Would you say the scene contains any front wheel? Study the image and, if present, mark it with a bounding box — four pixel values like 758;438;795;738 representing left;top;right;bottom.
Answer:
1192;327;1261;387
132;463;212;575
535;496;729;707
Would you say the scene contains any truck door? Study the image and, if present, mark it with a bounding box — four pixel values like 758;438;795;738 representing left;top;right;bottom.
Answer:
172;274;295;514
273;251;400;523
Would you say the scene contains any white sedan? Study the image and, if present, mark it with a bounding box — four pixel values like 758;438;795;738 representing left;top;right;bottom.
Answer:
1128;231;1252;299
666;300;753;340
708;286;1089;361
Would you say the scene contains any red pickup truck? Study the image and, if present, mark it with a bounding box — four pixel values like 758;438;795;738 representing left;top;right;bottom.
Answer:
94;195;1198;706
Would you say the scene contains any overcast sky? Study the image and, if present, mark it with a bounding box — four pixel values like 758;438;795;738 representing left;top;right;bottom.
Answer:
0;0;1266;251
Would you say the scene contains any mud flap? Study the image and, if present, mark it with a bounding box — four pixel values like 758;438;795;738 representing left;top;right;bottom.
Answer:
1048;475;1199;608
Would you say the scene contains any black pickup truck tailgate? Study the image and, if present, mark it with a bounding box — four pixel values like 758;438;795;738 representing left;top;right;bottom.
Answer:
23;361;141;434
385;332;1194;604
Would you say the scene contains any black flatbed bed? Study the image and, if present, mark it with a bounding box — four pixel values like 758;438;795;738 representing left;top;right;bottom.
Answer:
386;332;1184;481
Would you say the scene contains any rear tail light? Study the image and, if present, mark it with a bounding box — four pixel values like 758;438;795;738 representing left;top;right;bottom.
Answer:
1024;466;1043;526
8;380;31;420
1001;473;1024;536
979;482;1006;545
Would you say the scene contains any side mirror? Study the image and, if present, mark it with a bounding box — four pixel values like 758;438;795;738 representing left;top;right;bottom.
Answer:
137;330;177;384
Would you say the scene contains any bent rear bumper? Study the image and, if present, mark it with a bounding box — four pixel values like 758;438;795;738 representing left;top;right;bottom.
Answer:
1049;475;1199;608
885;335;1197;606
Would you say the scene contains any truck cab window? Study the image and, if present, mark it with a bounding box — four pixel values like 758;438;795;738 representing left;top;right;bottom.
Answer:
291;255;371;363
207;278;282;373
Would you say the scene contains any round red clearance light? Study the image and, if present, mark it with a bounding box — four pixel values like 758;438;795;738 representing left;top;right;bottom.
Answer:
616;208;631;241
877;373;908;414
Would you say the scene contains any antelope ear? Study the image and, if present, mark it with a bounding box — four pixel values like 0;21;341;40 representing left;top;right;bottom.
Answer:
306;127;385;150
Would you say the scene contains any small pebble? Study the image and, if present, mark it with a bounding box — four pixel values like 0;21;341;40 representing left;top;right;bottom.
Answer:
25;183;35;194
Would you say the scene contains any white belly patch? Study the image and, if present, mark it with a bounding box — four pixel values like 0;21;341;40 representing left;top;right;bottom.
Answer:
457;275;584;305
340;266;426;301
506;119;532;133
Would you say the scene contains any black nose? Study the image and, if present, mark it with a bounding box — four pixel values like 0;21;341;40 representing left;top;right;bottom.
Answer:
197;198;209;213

==========

**EXERCISE TASK**: Rewrite every one of the records above with "bounding box" swapped for "rectangle" wherever it occurs, and keep everything else unchanged.

**RESPONSE FOR THIS EXERCISE**:
Would you say the scene contains any front wheel? Study the image and, if present, mark it with a rectangle — four pixel values like 758;438;795;738 representing left;top;right;bottom.
Answer:
1192;327;1261;387
132;463;212;575
535;496;729;707
Would you say the scene contains any truck door? Study the image and, if present, mark it with a rectangle — four pixel values like 758;438;795;738 representing left;top;right;bottom.
Answer:
172;274;295;514
273;251;400;523
Would you say the scene contains any white sedan? Study the image and, if present, mark it with a rectangle — four pixel values like 758;438;795;738 representing left;top;right;bottom.
Answer:
1128;231;1252;299
666;300;753;340
708;286;1089;361
Would you say the scene contains any red pickup truck? Study the image and, if present, mark it with a rectangle — four pixel values like 758;438;795;738 representing left;top;right;bottom.
Answer:
94;195;1198;706
Would you say the scene contains any overcast sky? Study the image and, if present, mark it with a rectangle — four pixel values like 758;438;795;738 representing left;top;right;bottom.
Answer:
0;0;1266;251
Would you say the scene contains any mud flap? Study the image and, if present, mark it with a rectangle — four pixel values like 758;438;795;738 representing left;top;right;bottom.
Answer:
1048;475;1199;608
Would you say the scene contains any black pickup truck tailgate? Study the image and, if present, mark it with a rectangle — four pixel values like 758;438;795;738 representing left;top;right;bottom.
Answer:
23;361;141;434
385;332;1194;604
Would you say the scene contains any black flatbed bed? Study the image and, if present, mark it with a rectangle — four pixel values like 758;438;795;738 representing left;top;right;bottom.
Answer:
386;332;1184;481
Would you say the scene contains any rear tail light? Study the image and, if present, mark it with a rectangle — four pixel values like 758;438;795;738 representing left;top;right;bottom.
Answer:
1024;466;1043;526
8;380;31;420
1001;473;1024;536
979;482;1006;545
Would you say the scene contains any side mirror? Study the image and, if present, mark it with a rectangle — four pixel values like 758;438;795;738 representing left;top;right;bottom.
Answer:
137;330;177;384
Would you say the scene contains any bent rear bumper? Study the image and, if present, mark it with a rectangle — four pixel values like 758;438;795;738 representing left;top;right;bottom.
Answer:
1049;475;1199;608
885;335;1197;606
Would you say the scene contains any truck cab window? Study the image and, if present, mark it with a rectangle — four pixel values like 758;438;795;738 representing left;top;right;bottom.
Answer:
291;255;371;363
207;278;282;373
Would you say the scene contains any round red clearance light? Study the image and, if present, mark it with a rectangle — four pixel values like 758;438;795;738 representing left;top;right;bottom.
Answer:
616;208;631;241
877;373;908;414
Would you say the scene contains any antelope ear? Study the image and, if present, mark it with a rectangle — four pixel values like 0;21;341;40 representing left;top;right;bottom.
Answer:
306;127;385;150
Would you say the scene contains any small pebble? Study the image and, if present, mark it with a rectangle — four pixel values like 0;21;341;40 representing left;top;right;bottom.
Answer:
25;183;35;194
Would you say the scene contains any white belly patch? Study the image and, if present, mark it with a rectangle — four pixel values like 0;21;341;40 representing left;top;right;bottom.
Answer:
457;275;584;305
340;266;426;301
506;119;532;133
Would you say the scene contains any black nose? Study the image and, if present, mark it with a rectangle — four pixel values like 0;21;341;40 representing left;top;right;bottom.
Answer:
197;198;209;213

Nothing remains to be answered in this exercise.